#### [Requirements]
Could you print every record below exactly as it appears?
=== Given entries ===
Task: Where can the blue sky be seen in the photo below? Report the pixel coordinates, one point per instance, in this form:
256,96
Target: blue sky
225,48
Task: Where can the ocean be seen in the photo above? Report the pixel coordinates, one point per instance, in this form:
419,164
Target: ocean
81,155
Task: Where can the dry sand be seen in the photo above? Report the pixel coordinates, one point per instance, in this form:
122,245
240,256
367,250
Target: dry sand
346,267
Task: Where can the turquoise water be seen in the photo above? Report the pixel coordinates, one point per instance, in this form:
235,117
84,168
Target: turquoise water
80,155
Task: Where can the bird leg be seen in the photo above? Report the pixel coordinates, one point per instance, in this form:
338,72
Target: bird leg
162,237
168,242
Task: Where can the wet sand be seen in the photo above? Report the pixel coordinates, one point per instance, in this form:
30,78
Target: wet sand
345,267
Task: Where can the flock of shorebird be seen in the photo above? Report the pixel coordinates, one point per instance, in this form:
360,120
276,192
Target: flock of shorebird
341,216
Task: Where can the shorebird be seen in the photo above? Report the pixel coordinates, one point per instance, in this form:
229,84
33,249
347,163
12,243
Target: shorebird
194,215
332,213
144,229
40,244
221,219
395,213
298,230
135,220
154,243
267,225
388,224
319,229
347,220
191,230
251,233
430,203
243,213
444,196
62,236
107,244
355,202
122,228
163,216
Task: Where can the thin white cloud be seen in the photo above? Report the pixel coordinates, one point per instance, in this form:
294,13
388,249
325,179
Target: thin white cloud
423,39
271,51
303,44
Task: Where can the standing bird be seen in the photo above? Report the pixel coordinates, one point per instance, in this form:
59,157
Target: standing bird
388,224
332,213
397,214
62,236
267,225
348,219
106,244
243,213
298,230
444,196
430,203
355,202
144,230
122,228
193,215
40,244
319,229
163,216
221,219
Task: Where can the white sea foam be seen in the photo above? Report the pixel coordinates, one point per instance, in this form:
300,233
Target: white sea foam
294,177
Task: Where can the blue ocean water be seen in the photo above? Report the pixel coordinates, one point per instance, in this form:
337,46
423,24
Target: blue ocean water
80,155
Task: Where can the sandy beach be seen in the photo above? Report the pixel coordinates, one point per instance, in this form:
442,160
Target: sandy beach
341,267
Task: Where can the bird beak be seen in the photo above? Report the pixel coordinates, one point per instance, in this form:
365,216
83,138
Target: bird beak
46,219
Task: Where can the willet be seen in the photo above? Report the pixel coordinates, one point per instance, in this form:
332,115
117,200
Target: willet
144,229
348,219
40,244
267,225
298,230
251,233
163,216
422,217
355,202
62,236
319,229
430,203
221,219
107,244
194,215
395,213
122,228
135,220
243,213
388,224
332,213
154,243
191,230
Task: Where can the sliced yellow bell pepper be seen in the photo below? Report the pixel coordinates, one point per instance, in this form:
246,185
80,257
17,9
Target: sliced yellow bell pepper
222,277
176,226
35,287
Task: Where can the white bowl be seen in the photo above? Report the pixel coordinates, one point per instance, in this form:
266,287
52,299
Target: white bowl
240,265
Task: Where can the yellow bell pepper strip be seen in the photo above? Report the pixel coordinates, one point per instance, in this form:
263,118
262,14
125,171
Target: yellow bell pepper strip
===
#### [Written answer]
Task: Where can the blue sky be seen in the photo below? Report the pixel coordinates, one point per instance, in this form:
256,96
Target: blue sky
225,48
Task: Where can the ocean be seen in the photo above? Report the pixel coordinates, one point per instance, in this form:
419,164
Target: ocean
81,155
Task: Where can the dry sand be seen in the photo above? Report the pixel coordinates, one point per instance, in this form:
122,245
240,256
367,250
Target: dry sand
346,267
Task: Where can the turquoise water be seen in the photo above? Report the pixel coordinates, one point per instance, in this form:
235,117
84,168
Target: turquoise water
80,155
Task: Where can the bird leg be seen in the photo above? Report the pixel coordinates, one point per instance, in this form:
338,72
Target: bird leg
162,237
168,242
Task: Where can the wet sand be seen in the photo above? Report the pixel coordinates, one point per instance, in this form:
30,78
Target: wet sand
345,267
Task: Where can the flock of shorebird be seen in the photo above? Report the pixel coordinates, one point per instance, in this form:
360,120
276,192
Target: flock of shorebird
341,216
Task: Where can the shorebird be seen in the photo above? Report the pixel coordinates, one point per instance, in this form:
229,84
33,249
347,163
12,243
Target: shorebird
194,215
332,213
144,229
40,244
221,219
395,213
298,230
135,220
154,243
267,225
388,224
319,229
347,220
191,230
251,233
430,203
243,213
444,196
62,236
107,244
355,202
122,228
163,216
Task: Where can the thin white cloud be seen in the photo above? Report the pixel coordinates, one point per instance, in this form:
294,13
388,249
325,179
Target: thin white cloud
423,39
271,51
303,44
Task: Where can the standing bird be seen in the photo above? Report the pixel coordinates, one point per instance, in this form:
59,157
Target: standing bird
388,224
332,213
397,214
62,236
267,225
348,219
106,244
243,213
298,230
444,196
430,203
355,202
144,230
122,228
193,215
40,244
319,229
163,216
221,219
Task: Where can the white sea foam be seen in the photo above? Report the pixel coordinates, one point per instance, in this form:
300,233
Target: white sea foam
294,177
Task: Where can the blue ocean water be seen in the photo above? Report the pixel coordinates, one point per instance, in this form:
337,46
423,24
Target: blue ocean water
80,155
Task: Where can the sandy beach be seen in the photo above? Report the pixel coordinates, one point per instance, in this form:
442,160
Target: sandy beach
341,267
Task: Where can the bird beak be seen in the photo above? Report the pixel coordinates, one point per instance, in this form:
365,216
83,138
Target: bird beak
46,219
Task: Where can the willet be seen in the photo above? Report the pixel coordinates, one point per instance, in this form:
332,115
117,200
Target: willet
144,229
348,219
40,244
267,225
298,230
251,233
163,216
422,217
355,202
62,236
319,229
430,203
221,219
107,244
194,215
395,213
122,228
135,220
243,213
388,224
332,213
154,243
191,230
Task: Where can the sliced yellow bell pepper be seen in the photo below? Report the pixel coordinates, one point per instance, in this form:
246,185
80,257
17,9
Target: sliced yellow bell pepper
222,277
176,226
35,287
Task: Where can the white bowl be seen in the photo above? Report the pixel coordinates, one point per instance, in this form:
266,287
52,299
Target: white bowl
240,265
Task: Where can the yellow bell pepper strip be seen in the photo above? Report the pixel coordinates, one point per instance, in this form:
263,118
262,14
125,171
Target: yellow bell pepper strip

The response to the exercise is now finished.